§ Exercise details: Pick out every line in the records below that contains the word "blue" and copy each of those lines.

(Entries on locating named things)

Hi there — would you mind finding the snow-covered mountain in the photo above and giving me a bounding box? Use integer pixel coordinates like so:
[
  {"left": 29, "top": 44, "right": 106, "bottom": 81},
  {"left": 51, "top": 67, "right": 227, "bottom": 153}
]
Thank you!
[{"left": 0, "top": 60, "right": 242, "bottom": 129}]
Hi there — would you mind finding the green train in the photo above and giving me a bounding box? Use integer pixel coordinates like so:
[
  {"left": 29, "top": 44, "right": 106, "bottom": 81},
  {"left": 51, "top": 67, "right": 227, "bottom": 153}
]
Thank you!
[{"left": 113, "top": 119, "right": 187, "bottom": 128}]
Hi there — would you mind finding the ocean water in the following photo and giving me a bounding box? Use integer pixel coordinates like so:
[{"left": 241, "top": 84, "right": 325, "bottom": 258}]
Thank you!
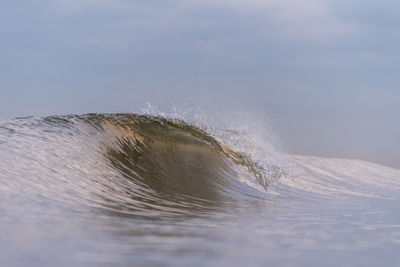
[{"left": 0, "top": 114, "right": 400, "bottom": 266}]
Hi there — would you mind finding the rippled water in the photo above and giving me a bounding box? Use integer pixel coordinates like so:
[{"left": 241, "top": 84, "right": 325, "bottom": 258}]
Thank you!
[{"left": 0, "top": 114, "right": 400, "bottom": 266}]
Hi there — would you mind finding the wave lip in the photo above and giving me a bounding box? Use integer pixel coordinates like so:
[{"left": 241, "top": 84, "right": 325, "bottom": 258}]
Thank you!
[{"left": 80, "top": 114, "right": 284, "bottom": 218}]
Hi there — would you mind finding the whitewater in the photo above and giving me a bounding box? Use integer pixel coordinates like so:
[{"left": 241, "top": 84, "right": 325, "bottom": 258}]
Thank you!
[{"left": 0, "top": 113, "right": 400, "bottom": 266}]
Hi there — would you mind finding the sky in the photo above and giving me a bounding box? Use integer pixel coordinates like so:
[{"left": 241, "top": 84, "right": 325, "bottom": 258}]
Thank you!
[{"left": 0, "top": 0, "right": 400, "bottom": 168}]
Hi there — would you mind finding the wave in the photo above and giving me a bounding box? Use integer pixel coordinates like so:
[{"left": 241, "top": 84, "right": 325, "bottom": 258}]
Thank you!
[{"left": 0, "top": 114, "right": 285, "bottom": 220}]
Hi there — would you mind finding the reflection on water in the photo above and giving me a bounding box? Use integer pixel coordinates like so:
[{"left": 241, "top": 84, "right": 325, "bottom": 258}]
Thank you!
[{"left": 0, "top": 114, "right": 400, "bottom": 266}]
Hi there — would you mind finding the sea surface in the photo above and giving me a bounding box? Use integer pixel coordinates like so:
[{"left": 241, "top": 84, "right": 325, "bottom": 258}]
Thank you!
[{"left": 0, "top": 113, "right": 400, "bottom": 266}]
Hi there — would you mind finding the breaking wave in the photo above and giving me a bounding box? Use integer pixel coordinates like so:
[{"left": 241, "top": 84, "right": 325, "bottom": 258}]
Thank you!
[{"left": 0, "top": 114, "right": 285, "bottom": 220}]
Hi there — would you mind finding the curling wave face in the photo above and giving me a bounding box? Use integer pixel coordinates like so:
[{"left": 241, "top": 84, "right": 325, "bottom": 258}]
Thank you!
[{"left": 1, "top": 114, "right": 284, "bottom": 221}]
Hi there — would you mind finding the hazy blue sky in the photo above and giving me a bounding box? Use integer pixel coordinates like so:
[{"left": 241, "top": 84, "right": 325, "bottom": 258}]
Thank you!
[{"left": 0, "top": 0, "right": 400, "bottom": 167}]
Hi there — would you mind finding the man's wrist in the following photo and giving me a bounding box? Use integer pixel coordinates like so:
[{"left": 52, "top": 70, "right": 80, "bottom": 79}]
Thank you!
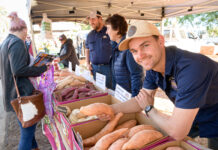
[{"left": 145, "top": 105, "right": 154, "bottom": 116}]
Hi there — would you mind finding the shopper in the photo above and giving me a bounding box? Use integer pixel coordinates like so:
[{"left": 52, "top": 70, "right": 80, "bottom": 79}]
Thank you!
[
  {"left": 98, "top": 21, "right": 218, "bottom": 149},
  {"left": 56, "top": 34, "right": 79, "bottom": 71},
  {"left": 105, "top": 14, "right": 143, "bottom": 97},
  {"left": 86, "top": 11, "right": 112, "bottom": 88},
  {"left": 0, "top": 12, "right": 47, "bottom": 150}
]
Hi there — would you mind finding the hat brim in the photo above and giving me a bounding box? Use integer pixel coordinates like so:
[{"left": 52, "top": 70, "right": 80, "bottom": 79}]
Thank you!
[{"left": 119, "top": 35, "right": 152, "bottom": 51}]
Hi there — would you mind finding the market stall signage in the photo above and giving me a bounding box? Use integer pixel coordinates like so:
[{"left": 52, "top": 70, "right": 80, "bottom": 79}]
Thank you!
[
  {"left": 75, "top": 65, "right": 80, "bottom": 76},
  {"left": 115, "top": 84, "right": 131, "bottom": 102},
  {"left": 95, "top": 73, "right": 106, "bottom": 90}
]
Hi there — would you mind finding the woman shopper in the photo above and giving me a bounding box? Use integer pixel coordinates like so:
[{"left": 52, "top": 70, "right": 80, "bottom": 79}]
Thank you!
[
  {"left": 56, "top": 34, "right": 79, "bottom": 71},
  {"left": 0, "top": 12, "right": 47, "bottom": 150},
  {"left": 106, "top": 14, "right": 143, "bottom": 97}
]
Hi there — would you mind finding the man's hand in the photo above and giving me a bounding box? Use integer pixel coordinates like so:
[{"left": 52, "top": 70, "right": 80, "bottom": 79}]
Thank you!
[{"left": 135, "top": 89, "right": 153, "bottom": 110}]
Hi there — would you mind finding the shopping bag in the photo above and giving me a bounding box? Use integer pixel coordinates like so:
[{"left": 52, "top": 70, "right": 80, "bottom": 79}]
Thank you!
[
  {"left": 38, "top": 65, "right": 56, "bottom": 118},
  {"left": 11, "top": 76, "right": 45, "bottom": 128}
]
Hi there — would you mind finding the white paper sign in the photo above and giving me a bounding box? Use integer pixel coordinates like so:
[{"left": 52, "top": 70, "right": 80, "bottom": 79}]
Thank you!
[
  {"left": 95, "top": 72, "right": 106, "bottom": 90},
  {"left": 75, "top": 65, "right": 80, "bottom": 76},
  {"left": 68, "top": 62, "right": 73, "bottom": 72},
  {"left": 115, "top": 84, "right": 131, "bottom": 102},
  {"left": 82, "top": 69, "right": 92, "bottom": 81}
]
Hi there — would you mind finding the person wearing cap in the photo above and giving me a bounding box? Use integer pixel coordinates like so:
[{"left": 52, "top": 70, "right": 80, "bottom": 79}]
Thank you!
[
  {"left": 99, "top": 21, "right": 218, "bottom": 149},
  {"left": 55, "top": 34, "right": 79, "bottom": 71},
  {"left": 105, "top": 14, "right": 144, "bottom": 97},
  {"left": 85, "top": 11, "right": 112, "bottom": 88},
  {"left": 0, "top": 12, "right": 47, "bottom": 150}
]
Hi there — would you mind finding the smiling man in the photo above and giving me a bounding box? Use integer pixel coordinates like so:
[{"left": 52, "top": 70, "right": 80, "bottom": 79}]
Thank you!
[{"left": 100, "top": 21, "right": 218, "bottom": 149}]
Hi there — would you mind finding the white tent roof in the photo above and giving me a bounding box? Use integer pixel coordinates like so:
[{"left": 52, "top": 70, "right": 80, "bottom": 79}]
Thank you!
[{"left": 30, "top": 0, "right": 218, "bottom": 24}]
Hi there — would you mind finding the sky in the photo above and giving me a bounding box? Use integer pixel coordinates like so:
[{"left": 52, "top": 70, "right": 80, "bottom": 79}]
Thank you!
[{"left": 0, "top": 0, "right": 28, "bottom": 22}]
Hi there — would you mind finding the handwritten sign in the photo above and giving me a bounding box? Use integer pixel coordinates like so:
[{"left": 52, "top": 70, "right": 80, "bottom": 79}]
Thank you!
[
  {"left": 115, "top": 84, "right": 131, "bottom": 102},
  {"left": 95, "top": 73, "right": 106, "bottom": 90},
  {"left": 75, "top": 65, "right": 80, "bottom": 76}
]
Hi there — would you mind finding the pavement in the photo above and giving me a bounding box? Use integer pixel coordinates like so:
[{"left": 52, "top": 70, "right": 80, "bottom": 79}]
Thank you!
[{"left": 0, "top": 80, "right": 6, "bottom": 149}]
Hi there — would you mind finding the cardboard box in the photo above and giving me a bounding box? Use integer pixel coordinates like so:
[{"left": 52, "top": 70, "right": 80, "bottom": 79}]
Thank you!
[
  {"left": 55, "top": 95, "right": 166, "bottom": 149},
  {"left": 150, "top": 141, "right": 198, "bottom": 150}
]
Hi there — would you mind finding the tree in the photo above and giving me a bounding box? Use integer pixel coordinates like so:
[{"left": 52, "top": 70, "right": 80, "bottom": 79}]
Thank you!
[
  {"left": 178, "top": 11, "right": 218, "bottom": 37},
  {"left": 0, "top": 7, "right": 9, "bottom": 43}
]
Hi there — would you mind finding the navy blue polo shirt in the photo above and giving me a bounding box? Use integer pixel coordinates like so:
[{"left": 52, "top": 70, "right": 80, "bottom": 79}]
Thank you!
[
  {"left": 86, "top": 26, "right": 112, "bottom": 65},
  {"left": 143, "top": 46, "right": 218, "bottom": 137}
]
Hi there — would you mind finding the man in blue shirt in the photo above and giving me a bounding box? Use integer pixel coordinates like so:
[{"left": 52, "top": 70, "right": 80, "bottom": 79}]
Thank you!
[
  {"left": 99, "top": 21, "right": 218, "bottom": 149},
  {"left": 85, "top": 11, "right": 112, "bottom": 88}
]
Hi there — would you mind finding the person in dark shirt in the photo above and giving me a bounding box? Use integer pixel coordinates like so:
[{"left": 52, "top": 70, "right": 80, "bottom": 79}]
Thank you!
[
  {"left": 56, "top": 34, "right": 79, "bottom": 71},
  {"left": 85, "top": 11, "right": 112, "bottom": 88},
  {"left": 0, "top": 12, "right": 47, "bottom": 150},
  {"left": 105, "top": 14, "right": 143, "bottom": 97},
  {"left": 99, "top": 21, "right": 218, "bottom": 149}
]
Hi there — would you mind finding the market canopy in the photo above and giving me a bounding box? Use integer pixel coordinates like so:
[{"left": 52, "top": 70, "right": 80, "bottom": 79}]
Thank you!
[{"left": 29, "top": 0, "right": 218, "bottom": 24}]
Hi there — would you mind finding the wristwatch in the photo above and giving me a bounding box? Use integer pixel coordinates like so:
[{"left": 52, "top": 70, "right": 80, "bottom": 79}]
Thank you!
[{"left": 145, "top": 105, "right": 154, "bottom": 116}]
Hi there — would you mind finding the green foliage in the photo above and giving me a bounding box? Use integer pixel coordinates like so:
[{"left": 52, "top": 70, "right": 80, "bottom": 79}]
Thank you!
[
  {"left": 0, "top": 7, "right": 9, "bottom": 43},
  {"left": 164, "top": 11, "right": 218, "bottom": 37},
  {"left": 80, "top": 23, "right": 91, "bottom": 30}
]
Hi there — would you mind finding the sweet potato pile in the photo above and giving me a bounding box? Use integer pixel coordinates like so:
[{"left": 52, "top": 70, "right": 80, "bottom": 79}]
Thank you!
[{"left": 53, "top": 83, "right": 103, "bottom": 102}]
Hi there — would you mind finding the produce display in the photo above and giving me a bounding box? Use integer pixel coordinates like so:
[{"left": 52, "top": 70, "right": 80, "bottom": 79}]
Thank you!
[
  {"left": 115, "top": 120, "right": 137, "bottom": 130},
  {"left": 80, "top": 103, "right": 163, "bottom": 150},
  {"left": 166, "top": 146, "right": 184, "bottom": 150},
  {"left": 122, "top": 130, "right": 163, "bottom": 149},
  {"left": 80, "top": 103, "right": 114, "bottom": 118},
  {"left": 42, "top": 64, "right": 201, "bottom": 150},
  {"left": 53, "top": 82, "right": 103, "bottom": 102},
  {"left": 93, "top": 128, "right": 129, "bottom": 150},
  {"left": 83, "top": 113, "right": 123, "bottom": 146},
  {"left": 128, "top": 124, "right": 155, "bottom": 137},
  {"left": 108, "top": 137, "right": 129, "bottom": 150}
]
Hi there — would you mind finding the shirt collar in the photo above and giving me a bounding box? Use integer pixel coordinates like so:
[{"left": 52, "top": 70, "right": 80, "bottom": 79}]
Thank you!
[
  {"left": 165, "top": 47, "right": 174, "bottom": 76},
  {"left": 94, "top": 26, "right": 107, "bottom": 33},
  {"left": 113, "top": 35, "right": 126, "bottom": 49}
]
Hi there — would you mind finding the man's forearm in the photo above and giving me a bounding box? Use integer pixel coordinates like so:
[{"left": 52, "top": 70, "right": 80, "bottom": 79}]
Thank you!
[
  {"left": 86, "top": 49, "right": 90, "bottom": 65},
  {"left": 148, "top": 109, "right": 190, "bottom": 140},
  {"left": 111, "top": 98, "right": 142, "bottom": 113}
]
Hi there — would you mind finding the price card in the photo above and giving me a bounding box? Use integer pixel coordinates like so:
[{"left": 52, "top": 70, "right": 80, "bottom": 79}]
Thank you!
[
  {"left": 68, "top": 62, "right": 73, "bottom": 72},
  {"left": 95, "top": 73, "right": 106, "bottom": 90},
  {"left": 75, "top": 65, "right": 80, "bottom": 76},
  {"left": 82, "top": 69, "right": 92, "bottom": 81},
  {"left": 115, "top": 84, "right": 131, "bottom": 102}
]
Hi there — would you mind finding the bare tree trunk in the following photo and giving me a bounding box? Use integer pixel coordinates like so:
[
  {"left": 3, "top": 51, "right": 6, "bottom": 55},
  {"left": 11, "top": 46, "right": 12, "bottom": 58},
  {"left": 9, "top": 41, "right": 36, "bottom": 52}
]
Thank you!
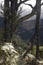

§ Response:
Hi there — would you mind finding the hazy blue sky in the photo above and giving me a bounding box? Use integer pixel coordinates like so:
Hi there — would you mind finding the navy blue polo shirt in the photo above and giving me a bounding box? Use integer pixel coordinates like so:
Hi there — would you mind finding the man in blue shirt in the photo above and giving me a bounding box? Use integer pixel coordinates like so:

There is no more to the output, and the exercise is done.